- [DATA SUPPLIED]
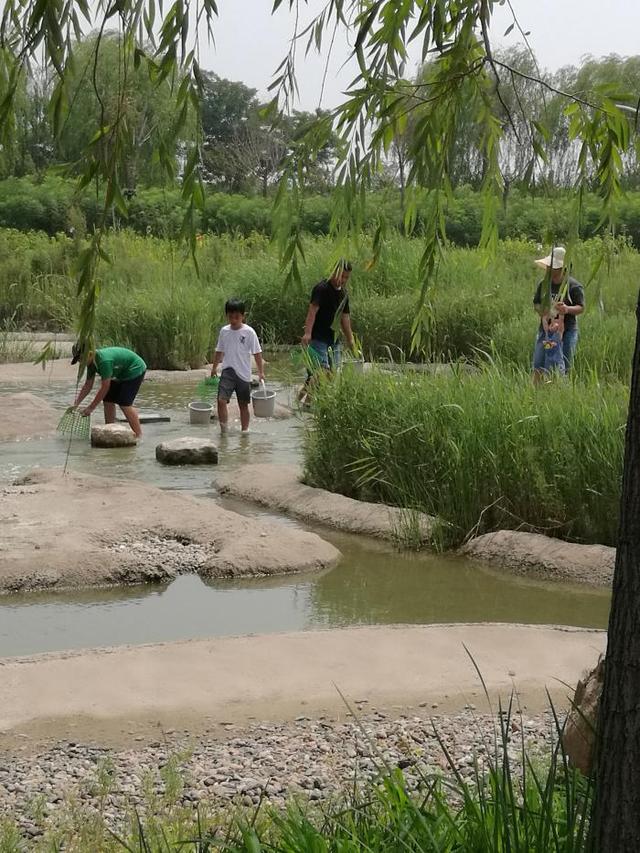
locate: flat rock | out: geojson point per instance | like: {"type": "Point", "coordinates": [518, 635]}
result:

==

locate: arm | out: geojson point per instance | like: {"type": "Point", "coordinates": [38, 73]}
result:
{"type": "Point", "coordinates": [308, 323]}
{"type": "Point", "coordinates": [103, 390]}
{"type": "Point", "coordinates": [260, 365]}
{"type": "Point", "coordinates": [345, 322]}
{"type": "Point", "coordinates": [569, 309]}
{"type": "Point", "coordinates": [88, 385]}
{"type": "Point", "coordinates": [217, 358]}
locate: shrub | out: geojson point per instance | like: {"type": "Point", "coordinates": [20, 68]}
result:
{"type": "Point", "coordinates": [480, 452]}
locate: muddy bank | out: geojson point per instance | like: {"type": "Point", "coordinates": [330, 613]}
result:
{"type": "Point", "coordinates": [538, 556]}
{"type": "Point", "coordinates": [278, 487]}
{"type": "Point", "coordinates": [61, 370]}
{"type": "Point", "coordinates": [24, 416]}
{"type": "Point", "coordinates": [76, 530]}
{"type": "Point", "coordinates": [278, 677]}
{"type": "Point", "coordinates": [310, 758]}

- [WHAT IS REQUIRED] Gather every line of the rows above that contains the word "instance".

- [CORRECT RESULT]
locate: flat rock | out: geojson point per instance | like: {"type": "Point", "coordinates": [518, 635]}
locate: arm | out: geojson point per instance | like: {"type": "Point", "coordinates": [38, 73]}
locate: shrub | out: geojson point per instance | like: {"type": "Point", "coordinates": [20, 68]}
locate: muddy bank | out: geojson point per instance | like: {"type": "Point", "coordinates": [330, 613]}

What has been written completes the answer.